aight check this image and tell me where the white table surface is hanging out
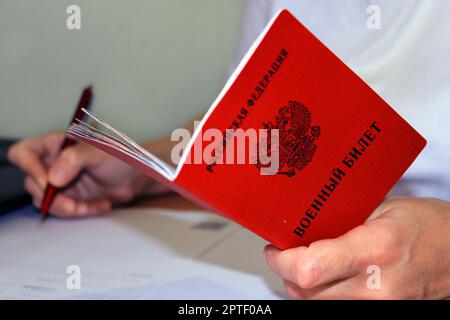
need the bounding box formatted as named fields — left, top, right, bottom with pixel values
left=0, top=195, right=287, bottom=299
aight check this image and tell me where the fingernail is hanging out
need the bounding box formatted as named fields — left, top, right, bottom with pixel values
left=76, top=203, right=88, bottom=216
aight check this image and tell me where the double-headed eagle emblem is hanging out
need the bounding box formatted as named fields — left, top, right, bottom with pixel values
left=256, top=100, right=321, bottom=177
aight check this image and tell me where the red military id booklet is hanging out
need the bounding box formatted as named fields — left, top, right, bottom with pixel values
left=68, top=10, right=426, bottom=250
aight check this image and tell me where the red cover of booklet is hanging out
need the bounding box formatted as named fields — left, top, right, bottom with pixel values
left=69, top=10, right=426, bottom=250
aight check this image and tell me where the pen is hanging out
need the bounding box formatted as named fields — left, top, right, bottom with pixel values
left=39, top=85, right=93, bottom=220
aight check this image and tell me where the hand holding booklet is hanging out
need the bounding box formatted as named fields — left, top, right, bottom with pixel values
left=68, top=10, right=426, bottom=250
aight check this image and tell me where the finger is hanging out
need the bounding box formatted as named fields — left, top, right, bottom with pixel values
left=8, top=141, right=48, bottom=188
left=264, top=226, right=375, bottom=289
left=48, top=197, right=111, bottom=218
left=283, top=280, right=303, bottom=300
left=26, top=168, right=111, bottom=218
left=74, top=199, right=112, bottom=217
left=36, top=191, right=77, bottom=218
left=24, top=176, right=44, bottom=200
left=25, top=174, right=77, bottom=217
left=283, top=275, right=371, bottom=300
left=30, top=196, right=74, bottom=218
left=47, top=143, right=93, bottom=188
left=29, top=181, right=111, bottom=218
left=283, top=279, right=351, bottom=300
left=265, top=245, right=327, bottom=289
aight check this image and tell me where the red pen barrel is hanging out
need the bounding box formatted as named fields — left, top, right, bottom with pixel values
left=40, top=184, right=57, bottom=217
left=38, top=85, right=93, bottom=219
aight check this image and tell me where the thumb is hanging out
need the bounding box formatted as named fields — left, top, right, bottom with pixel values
left=48, top=143, right=93, bottom=187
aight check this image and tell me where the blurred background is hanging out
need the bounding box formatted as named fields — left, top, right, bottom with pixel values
left=0, top=0, right=243, bottom=141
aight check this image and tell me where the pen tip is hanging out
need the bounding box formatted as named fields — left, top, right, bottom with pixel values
left=39, top=210, right=47, bottom=222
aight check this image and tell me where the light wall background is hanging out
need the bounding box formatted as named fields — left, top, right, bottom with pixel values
left=0, top=0, right=244, bottom=141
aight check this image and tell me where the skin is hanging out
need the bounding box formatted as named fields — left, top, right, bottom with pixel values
left=8, top=132, right=450, bottom=299
left=264, top=197, right=450, bottom=299
left=7, top=132, right=173, bottom=217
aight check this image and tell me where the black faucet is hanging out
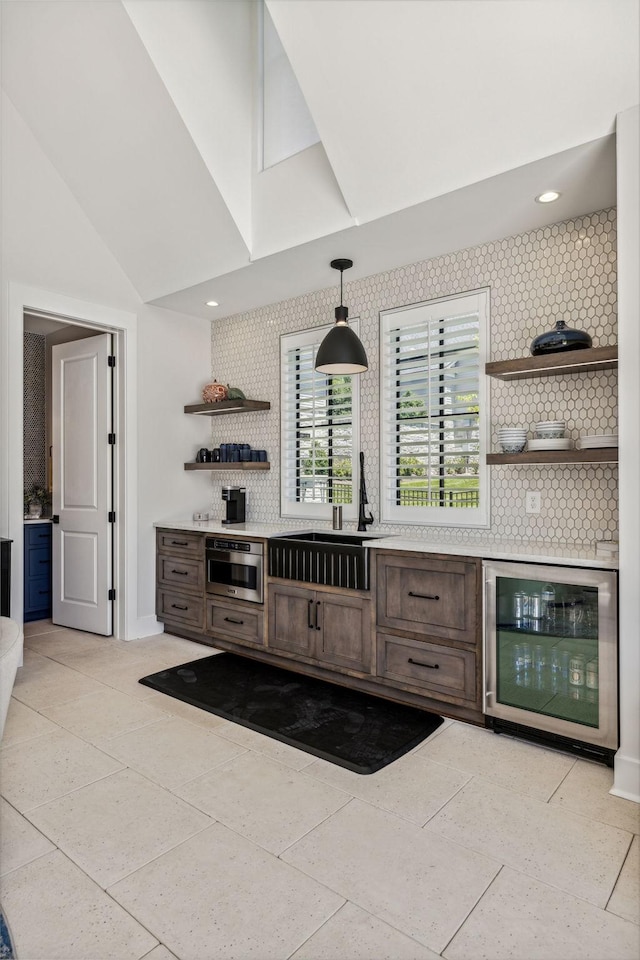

[Work request]:
Word-for-word copy, no pictures: write out the entries above in full.

[Answer for the task]:
aight check this image and tell me where the white table surface is hanging out
need the bounding box formatted as named fields — left, top, right, bottom with pixel values
left=0, top=195, right=287, bottom=299
aight check this image and tell me where the fingernail is hanging out
need the bounding box formatted as named fields — left, top, right, bottom with pixel values
left=76, top=203, right=88, bottom=216
aight check this image and tell me where the double-headed eagle emblem is hanging out
need the bounding box formatted as named fields — left, top, right, bottom with pixel values
left=256, top=100, right=321, bottom=177
aight check this image and tell me where the red military id booklet is hanging out
need the bounding box formatted as named fields — left, top, right, bottom with pixel values
left=68, top=10, right=426, bottom=250
aight check this image and tell me where the red cover of booklet is hanging out
need the bounding box formatted as named fields — left, top, right, bottom with pixel values
left=69, top=10, right=426, bottom=250
aight check this image and tell me where the pen is hanging out
need the bounding box formatted as named fields — left, top, right, bottom with pixel values
left=39, top=85, right=93, bottom=220
aight check this image and tell me where the hand holding booklet is hanging out
need the bounding box formatted as named fields — left, top, right, bottom with pixel values
left=68, top=10, right=426, bottom=250
aight check this image and tell me where the finger is hanging out
need the bounding box formatted as named fields — left, top, right, bottom with pixel values
left=8, top=141, right=48, bottom=188
left=264, top=226, right=375, bottom=289
left=48, top=197, right=111, bottom=218
left=283, top=280, right=303, bottom=300
left=26, top=168, right=111, bottom=218
left=74, top=199, right=112, bottom=217
left=36, top=191, right=77, bottom=218
left=24, top=176, right=44, bottom=200
left=25, top=174, right=77, bottom=217
left=283, top=275, right=371, bottom=300
left=30, top=196, right=74, bottom=218
left=47, top=143, right=93, bottom=188
left=29, top=181, right=111, bottom=218
left=283, top=279, right=351, bottom=300
left=265, top=245, right=327, bottom=289
aight check this image and tell me where the red pen barrel is hanging out
need the bounding box formatted as named fields — left, top, right, bottom with pixel values
left=40, top=184, right=57, bottom=217
left=38, top=85, right=93, bottom=219
aight check this image and tell me where the thumb is hanging out
need the bounding box formatted as named fields — left, top, right, bottom with pixel values
left=48, top=143, right=93, bottom=187
aight check this image and tell me where the blurred background is hanging out
need the bounding box formatted as named fields — left, top, right, bottom with pixel values
left=0, top=0, right=243, bottom=141
aight check this image and tell me where the pen tip is hanging out
need the bounding box formatted as named fields — left, top, right, bottom with pixel values
left=39, top=210, right=47, bottom=222
aight check this image and tell me where the light wall background is hanging out
need the bounding box formatted as named fields — left, top, right, bottom with pixel values
left=0, top=0, right=244, bottom=141
aight check this image and tell me where the skin is hanging out
need the bounding box formatted as named fields — left, top, right, bottom with pixel values
left=8, top=132, right=450, bottom=299
left=264, top=197, right=450, bottom=299
left=7, top=132, right=173, bottom=217
aight check this image and tell me where the black faucet is hanging out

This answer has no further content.